» THE EXERCISE
Rescale the stretch of records from the line containing "Find every instance of the car" through the end of the records: reproduce every line, requests included, with each x and y coordinate in the answers multiplied by 1.8 and rounded to a whole number, halves rounding up.

- - - - - - -

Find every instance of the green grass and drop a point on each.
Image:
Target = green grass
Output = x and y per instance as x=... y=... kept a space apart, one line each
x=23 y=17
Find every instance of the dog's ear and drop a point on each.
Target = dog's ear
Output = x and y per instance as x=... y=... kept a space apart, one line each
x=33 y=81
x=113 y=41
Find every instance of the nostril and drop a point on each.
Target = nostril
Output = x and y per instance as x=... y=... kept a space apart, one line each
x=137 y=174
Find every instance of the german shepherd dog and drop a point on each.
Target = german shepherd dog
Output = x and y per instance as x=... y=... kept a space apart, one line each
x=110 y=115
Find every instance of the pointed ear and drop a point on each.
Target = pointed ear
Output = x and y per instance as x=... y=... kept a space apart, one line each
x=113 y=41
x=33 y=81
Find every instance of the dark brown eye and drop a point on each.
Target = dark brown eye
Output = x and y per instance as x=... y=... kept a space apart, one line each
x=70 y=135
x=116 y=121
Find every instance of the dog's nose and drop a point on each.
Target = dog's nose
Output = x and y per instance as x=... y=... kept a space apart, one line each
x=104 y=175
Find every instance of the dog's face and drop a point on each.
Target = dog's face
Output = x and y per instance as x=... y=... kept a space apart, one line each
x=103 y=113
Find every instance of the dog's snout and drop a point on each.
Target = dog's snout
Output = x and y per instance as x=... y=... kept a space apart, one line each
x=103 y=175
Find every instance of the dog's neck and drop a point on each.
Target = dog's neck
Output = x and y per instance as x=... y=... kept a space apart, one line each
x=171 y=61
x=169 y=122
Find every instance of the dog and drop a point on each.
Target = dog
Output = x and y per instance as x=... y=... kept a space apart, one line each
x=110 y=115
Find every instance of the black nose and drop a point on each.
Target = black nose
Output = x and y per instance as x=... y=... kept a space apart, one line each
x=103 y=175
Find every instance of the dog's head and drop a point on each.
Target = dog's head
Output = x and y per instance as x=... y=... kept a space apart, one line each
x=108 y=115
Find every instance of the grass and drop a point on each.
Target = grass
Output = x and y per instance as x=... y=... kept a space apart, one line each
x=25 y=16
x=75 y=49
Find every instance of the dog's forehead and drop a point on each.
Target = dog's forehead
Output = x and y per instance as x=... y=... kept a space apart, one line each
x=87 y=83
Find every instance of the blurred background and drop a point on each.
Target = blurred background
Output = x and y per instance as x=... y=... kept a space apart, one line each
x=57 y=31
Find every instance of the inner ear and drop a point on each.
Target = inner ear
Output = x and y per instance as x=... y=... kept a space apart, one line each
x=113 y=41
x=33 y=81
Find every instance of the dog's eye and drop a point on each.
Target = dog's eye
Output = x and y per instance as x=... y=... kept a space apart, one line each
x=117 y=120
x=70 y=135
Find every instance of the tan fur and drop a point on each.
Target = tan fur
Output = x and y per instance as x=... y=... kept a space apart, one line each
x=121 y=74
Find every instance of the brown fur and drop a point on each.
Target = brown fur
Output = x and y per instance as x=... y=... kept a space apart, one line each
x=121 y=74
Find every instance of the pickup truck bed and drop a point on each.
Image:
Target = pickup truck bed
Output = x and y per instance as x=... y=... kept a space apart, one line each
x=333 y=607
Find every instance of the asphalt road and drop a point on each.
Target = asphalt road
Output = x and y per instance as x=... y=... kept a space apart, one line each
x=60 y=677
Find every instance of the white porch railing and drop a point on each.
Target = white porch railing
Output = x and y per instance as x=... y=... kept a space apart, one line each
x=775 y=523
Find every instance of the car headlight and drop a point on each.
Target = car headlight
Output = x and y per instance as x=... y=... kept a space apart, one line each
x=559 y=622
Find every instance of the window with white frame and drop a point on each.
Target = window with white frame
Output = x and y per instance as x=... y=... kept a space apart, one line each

- - - - - - -

» THE OUTPUT
Find every instance of the car headlight and drop a point on each.
Target = car headlight
Output = x and y per instance as x=... y=... kept a space apart, one line each
x=1006 y=1120
Find every instance of the window with white frame and drop a point on each.
Target = window with white frame
Output = x and y per instance as x=... y=... kept a space apart, one line each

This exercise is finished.